Gather every line of the material below that contains the string "flower", treating uppercase and lowercase letters as distinct.
%%
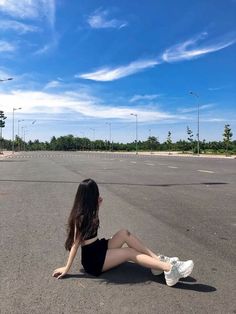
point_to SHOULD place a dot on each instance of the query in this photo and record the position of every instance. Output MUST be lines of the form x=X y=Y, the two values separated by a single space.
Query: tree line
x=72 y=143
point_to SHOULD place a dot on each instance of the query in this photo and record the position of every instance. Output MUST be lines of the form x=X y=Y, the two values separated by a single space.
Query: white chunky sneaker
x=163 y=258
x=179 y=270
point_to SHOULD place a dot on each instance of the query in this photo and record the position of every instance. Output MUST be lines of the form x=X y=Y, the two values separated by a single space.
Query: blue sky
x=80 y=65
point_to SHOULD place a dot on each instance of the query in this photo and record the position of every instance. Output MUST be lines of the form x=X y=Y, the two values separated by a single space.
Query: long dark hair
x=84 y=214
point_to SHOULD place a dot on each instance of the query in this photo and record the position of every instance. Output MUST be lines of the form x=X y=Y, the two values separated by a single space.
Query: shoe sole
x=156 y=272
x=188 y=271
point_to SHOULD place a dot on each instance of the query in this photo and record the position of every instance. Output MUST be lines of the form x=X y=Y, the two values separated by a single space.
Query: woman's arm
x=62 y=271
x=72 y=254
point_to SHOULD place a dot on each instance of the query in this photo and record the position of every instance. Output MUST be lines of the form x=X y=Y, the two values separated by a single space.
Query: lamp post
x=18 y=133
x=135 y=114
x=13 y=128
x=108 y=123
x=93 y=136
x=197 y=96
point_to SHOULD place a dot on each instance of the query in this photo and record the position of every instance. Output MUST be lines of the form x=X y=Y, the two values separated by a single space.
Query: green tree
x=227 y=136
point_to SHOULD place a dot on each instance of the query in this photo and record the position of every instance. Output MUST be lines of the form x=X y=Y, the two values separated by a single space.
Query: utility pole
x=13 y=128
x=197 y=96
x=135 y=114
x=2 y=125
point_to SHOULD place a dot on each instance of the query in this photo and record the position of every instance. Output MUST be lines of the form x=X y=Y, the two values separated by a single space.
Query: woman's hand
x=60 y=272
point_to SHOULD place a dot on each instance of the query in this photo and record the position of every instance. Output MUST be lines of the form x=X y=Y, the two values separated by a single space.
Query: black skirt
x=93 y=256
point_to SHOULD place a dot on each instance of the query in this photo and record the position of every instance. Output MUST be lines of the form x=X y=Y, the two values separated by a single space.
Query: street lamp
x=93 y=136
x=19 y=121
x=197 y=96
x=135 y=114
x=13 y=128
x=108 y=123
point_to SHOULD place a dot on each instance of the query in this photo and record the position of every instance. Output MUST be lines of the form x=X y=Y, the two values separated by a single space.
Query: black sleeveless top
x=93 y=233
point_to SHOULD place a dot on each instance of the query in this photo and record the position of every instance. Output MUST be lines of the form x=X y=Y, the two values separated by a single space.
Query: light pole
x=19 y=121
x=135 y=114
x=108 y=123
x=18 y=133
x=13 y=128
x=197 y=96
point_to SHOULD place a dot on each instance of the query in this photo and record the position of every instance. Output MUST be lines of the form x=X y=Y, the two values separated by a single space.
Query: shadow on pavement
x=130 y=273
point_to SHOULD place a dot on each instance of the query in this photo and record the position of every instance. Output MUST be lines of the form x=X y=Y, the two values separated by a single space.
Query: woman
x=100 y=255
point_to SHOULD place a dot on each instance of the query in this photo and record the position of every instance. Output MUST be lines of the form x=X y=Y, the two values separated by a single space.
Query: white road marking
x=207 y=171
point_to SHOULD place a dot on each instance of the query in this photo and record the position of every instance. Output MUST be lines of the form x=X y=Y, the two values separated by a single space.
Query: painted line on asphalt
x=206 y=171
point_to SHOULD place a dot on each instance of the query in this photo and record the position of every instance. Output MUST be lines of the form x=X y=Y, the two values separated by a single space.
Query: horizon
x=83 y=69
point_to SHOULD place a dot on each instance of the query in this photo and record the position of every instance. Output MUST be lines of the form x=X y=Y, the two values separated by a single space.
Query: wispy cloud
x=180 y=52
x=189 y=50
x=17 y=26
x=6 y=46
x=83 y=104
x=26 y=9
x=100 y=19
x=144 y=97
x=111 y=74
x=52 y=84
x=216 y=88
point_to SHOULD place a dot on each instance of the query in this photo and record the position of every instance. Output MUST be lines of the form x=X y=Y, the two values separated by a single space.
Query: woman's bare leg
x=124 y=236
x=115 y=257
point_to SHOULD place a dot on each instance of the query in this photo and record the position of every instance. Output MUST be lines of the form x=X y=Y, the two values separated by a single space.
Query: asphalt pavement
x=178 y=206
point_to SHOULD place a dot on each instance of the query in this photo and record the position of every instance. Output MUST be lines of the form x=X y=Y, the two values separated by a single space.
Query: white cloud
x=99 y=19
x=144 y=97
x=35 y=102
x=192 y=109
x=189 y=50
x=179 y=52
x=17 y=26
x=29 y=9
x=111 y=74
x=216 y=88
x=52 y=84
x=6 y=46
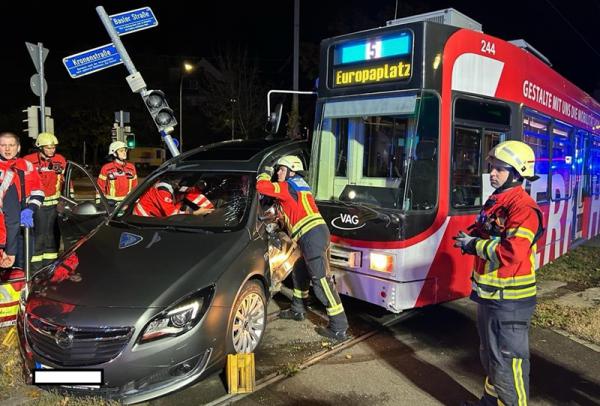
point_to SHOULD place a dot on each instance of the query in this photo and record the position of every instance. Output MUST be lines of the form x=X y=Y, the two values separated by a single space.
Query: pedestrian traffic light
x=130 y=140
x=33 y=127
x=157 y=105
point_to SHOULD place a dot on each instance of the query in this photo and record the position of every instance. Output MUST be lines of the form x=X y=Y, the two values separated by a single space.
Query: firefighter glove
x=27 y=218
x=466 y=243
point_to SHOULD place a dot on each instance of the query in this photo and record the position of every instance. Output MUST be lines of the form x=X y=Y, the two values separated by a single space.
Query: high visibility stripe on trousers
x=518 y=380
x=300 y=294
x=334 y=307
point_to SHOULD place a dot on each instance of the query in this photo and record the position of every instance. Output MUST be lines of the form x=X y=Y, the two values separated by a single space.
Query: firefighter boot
%%
%%
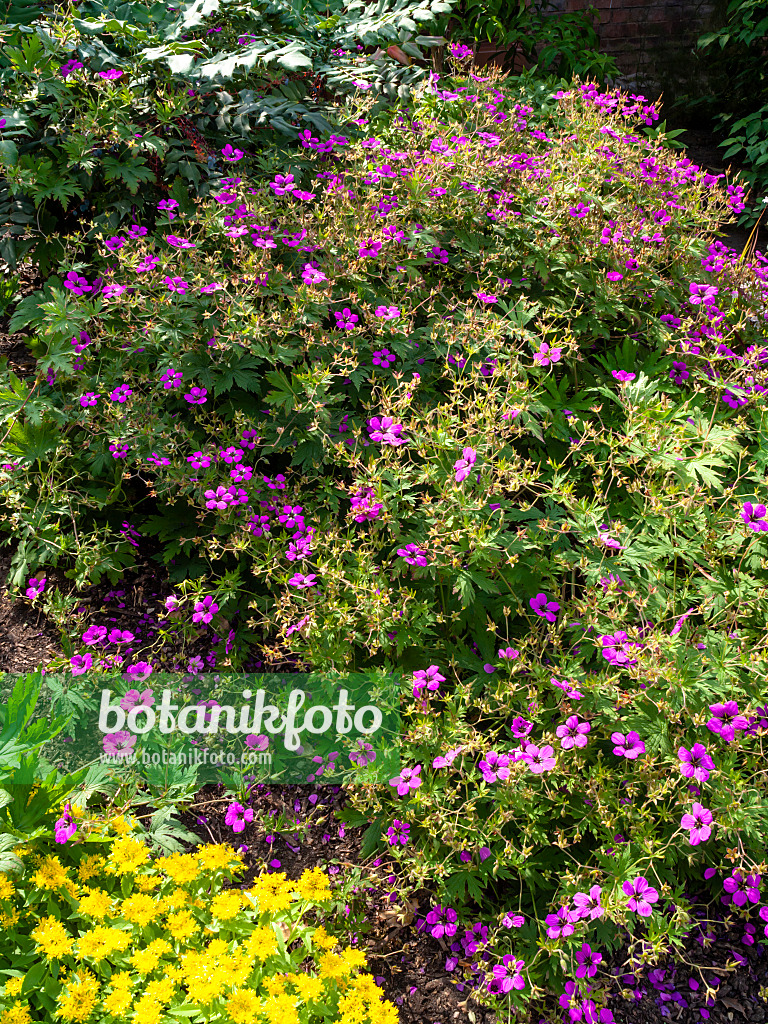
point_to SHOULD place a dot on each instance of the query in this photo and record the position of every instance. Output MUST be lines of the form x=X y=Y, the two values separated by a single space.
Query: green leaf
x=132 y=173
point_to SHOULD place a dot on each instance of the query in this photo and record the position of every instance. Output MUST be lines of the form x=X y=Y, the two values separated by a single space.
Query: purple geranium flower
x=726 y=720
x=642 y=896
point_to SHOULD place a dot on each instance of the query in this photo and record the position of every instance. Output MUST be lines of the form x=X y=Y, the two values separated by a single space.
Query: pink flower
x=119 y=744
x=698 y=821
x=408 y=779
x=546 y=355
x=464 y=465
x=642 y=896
%%
%%
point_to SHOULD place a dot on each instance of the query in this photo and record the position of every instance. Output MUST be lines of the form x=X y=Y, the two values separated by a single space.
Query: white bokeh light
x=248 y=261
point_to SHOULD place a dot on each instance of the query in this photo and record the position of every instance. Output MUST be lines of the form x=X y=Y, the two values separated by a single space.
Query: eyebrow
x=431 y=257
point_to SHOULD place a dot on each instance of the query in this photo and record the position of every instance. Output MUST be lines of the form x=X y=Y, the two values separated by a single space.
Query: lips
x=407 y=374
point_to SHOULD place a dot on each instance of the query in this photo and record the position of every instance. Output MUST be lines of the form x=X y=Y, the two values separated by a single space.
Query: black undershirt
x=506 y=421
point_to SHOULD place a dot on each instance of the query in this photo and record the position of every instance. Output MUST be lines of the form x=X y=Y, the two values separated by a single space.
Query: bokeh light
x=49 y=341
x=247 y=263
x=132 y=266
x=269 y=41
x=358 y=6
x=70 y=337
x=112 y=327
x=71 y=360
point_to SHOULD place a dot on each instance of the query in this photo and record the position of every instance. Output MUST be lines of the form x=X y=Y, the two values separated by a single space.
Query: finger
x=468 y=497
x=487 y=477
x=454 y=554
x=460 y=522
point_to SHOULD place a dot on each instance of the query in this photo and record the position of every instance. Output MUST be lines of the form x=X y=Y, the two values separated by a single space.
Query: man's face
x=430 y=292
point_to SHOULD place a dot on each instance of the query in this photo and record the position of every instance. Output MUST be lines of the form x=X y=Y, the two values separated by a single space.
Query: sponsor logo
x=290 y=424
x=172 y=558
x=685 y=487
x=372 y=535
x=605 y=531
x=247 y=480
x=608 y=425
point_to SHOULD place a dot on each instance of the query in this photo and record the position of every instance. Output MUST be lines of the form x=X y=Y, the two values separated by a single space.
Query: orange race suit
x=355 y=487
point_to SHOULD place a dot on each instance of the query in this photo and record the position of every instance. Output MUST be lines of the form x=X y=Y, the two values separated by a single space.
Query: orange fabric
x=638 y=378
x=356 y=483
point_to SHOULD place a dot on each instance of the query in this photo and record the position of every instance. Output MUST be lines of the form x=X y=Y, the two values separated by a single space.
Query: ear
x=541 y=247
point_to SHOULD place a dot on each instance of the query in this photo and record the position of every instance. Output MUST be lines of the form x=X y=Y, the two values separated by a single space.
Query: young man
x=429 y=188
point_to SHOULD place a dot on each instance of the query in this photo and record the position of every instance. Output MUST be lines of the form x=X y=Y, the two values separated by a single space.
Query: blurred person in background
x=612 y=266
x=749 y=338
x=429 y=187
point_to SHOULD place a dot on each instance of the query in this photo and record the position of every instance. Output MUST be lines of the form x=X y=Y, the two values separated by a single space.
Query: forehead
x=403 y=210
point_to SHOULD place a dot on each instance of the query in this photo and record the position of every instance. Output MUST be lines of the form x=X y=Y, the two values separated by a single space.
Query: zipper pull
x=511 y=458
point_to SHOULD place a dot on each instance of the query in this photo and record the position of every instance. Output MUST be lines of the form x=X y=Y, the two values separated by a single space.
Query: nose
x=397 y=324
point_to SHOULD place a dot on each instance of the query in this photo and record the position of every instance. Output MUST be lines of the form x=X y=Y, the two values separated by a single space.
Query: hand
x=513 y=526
%%
Answer below:
Query: purple geranium flower
Query: pink flower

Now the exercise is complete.